> GOAL
Count the lines in the listing below that contain the string "palm", and reply with the number alone.

==============================

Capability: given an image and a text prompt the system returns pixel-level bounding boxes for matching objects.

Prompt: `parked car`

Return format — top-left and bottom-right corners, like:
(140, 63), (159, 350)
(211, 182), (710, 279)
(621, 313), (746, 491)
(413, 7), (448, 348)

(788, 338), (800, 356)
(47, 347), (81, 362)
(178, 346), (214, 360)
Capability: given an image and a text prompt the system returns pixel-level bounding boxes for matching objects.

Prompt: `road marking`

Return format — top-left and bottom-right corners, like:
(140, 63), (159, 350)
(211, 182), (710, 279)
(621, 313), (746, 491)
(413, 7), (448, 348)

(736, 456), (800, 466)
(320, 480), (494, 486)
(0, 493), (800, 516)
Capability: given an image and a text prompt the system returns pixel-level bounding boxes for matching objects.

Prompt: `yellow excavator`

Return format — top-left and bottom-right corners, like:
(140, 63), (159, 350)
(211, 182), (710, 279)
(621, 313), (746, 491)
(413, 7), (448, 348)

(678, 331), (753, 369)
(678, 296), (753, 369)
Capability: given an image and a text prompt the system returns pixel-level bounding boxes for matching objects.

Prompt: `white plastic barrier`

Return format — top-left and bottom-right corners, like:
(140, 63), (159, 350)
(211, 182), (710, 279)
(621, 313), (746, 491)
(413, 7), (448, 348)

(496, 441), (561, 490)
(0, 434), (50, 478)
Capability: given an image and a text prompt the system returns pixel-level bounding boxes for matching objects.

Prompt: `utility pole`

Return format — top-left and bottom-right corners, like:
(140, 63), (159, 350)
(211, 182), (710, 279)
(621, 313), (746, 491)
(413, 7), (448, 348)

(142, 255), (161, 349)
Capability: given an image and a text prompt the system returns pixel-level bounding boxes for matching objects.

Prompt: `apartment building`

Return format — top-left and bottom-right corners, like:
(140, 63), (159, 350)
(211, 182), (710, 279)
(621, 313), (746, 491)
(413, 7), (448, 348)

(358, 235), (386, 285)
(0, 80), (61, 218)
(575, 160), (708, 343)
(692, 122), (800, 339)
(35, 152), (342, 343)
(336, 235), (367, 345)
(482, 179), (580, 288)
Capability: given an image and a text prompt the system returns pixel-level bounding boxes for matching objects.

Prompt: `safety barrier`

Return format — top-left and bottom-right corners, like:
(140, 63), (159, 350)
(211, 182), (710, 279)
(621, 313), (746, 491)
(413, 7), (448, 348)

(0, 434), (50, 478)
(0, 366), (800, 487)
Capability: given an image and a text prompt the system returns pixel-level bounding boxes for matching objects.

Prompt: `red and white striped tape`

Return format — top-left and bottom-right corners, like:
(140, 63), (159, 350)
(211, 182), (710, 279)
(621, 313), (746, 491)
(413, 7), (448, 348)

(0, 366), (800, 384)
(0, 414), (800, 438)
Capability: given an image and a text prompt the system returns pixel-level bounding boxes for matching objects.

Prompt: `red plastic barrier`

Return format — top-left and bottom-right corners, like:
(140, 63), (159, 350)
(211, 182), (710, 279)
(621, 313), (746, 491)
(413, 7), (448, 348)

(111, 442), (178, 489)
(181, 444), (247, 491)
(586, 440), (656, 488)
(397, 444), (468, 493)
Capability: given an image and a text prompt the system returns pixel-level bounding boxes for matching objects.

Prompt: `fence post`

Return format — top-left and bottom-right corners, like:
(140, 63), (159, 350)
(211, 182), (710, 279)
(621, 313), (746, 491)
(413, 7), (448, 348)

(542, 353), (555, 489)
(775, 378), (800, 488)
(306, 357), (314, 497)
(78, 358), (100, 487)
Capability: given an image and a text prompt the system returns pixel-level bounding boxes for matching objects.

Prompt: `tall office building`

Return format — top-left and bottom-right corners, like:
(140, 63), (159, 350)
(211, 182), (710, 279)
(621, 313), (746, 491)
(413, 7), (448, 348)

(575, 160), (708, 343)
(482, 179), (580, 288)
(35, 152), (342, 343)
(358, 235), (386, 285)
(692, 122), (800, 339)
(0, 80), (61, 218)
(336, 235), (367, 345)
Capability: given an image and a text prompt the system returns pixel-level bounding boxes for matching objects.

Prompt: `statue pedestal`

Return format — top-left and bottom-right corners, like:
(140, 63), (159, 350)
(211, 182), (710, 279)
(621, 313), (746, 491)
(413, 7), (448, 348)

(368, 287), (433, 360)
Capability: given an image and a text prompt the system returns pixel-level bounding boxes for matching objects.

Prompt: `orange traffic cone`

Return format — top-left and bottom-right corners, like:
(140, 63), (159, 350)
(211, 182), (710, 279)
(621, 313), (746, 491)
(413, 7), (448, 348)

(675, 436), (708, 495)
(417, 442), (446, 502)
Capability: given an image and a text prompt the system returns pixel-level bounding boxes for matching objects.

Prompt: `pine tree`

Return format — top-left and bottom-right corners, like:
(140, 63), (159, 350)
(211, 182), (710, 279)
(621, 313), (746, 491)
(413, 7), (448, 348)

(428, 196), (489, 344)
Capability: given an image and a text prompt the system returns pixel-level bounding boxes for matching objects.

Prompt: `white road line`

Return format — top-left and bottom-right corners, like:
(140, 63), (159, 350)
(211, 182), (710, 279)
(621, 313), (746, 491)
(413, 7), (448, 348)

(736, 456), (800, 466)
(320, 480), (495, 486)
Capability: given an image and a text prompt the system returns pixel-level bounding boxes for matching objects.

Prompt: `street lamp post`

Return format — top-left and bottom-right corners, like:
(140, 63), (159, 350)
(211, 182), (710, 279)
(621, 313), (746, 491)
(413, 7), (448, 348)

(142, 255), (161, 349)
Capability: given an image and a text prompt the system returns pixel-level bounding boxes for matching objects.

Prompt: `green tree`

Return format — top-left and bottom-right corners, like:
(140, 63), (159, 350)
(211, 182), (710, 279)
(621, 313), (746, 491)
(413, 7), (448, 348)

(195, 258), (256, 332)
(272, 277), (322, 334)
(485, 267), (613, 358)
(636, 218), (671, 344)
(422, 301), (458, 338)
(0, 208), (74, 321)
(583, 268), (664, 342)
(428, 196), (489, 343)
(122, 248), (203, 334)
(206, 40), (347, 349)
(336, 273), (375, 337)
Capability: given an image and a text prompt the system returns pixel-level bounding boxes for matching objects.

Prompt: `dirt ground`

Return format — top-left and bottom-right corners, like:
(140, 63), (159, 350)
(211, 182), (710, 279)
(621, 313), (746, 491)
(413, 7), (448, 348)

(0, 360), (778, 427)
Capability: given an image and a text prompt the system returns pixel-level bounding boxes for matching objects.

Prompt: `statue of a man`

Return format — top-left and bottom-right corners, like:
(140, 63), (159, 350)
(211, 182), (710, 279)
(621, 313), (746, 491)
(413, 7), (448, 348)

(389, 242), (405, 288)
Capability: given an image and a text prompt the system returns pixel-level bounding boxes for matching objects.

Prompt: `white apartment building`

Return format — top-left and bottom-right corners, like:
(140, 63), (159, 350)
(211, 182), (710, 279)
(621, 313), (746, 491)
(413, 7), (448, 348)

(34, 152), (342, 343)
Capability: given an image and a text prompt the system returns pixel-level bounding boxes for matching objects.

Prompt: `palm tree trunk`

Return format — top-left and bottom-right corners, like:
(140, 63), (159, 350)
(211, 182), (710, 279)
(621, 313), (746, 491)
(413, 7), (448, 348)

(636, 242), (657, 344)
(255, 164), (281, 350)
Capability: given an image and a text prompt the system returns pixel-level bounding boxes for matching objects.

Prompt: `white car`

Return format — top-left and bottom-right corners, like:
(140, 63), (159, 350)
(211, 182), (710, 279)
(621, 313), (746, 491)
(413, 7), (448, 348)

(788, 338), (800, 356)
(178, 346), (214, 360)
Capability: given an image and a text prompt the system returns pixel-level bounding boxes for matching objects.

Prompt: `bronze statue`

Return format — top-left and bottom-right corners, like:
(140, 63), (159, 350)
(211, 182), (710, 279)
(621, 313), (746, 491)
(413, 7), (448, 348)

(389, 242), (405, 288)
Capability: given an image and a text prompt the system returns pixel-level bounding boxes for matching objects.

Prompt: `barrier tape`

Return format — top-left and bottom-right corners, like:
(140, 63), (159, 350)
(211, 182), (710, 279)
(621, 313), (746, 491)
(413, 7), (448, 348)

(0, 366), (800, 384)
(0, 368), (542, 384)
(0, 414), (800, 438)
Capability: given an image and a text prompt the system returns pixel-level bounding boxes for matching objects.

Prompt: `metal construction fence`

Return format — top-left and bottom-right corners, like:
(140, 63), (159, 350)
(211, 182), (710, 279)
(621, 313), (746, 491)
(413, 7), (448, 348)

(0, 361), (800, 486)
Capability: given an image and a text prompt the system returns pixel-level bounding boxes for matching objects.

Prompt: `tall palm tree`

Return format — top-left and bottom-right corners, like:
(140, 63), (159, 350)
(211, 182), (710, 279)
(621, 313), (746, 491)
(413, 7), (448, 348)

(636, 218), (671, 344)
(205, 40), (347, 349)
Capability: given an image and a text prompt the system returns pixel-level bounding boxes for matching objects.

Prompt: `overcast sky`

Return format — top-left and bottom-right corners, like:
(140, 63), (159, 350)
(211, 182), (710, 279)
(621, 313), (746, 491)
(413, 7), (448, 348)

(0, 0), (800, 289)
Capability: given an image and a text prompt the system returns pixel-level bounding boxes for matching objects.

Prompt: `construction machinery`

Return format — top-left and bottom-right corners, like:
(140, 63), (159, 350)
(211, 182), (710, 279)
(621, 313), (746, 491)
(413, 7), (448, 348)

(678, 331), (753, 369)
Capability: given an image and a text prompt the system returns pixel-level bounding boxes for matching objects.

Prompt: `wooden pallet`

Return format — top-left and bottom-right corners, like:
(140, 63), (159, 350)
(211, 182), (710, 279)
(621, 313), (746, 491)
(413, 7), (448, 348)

==============================

> RESULT
2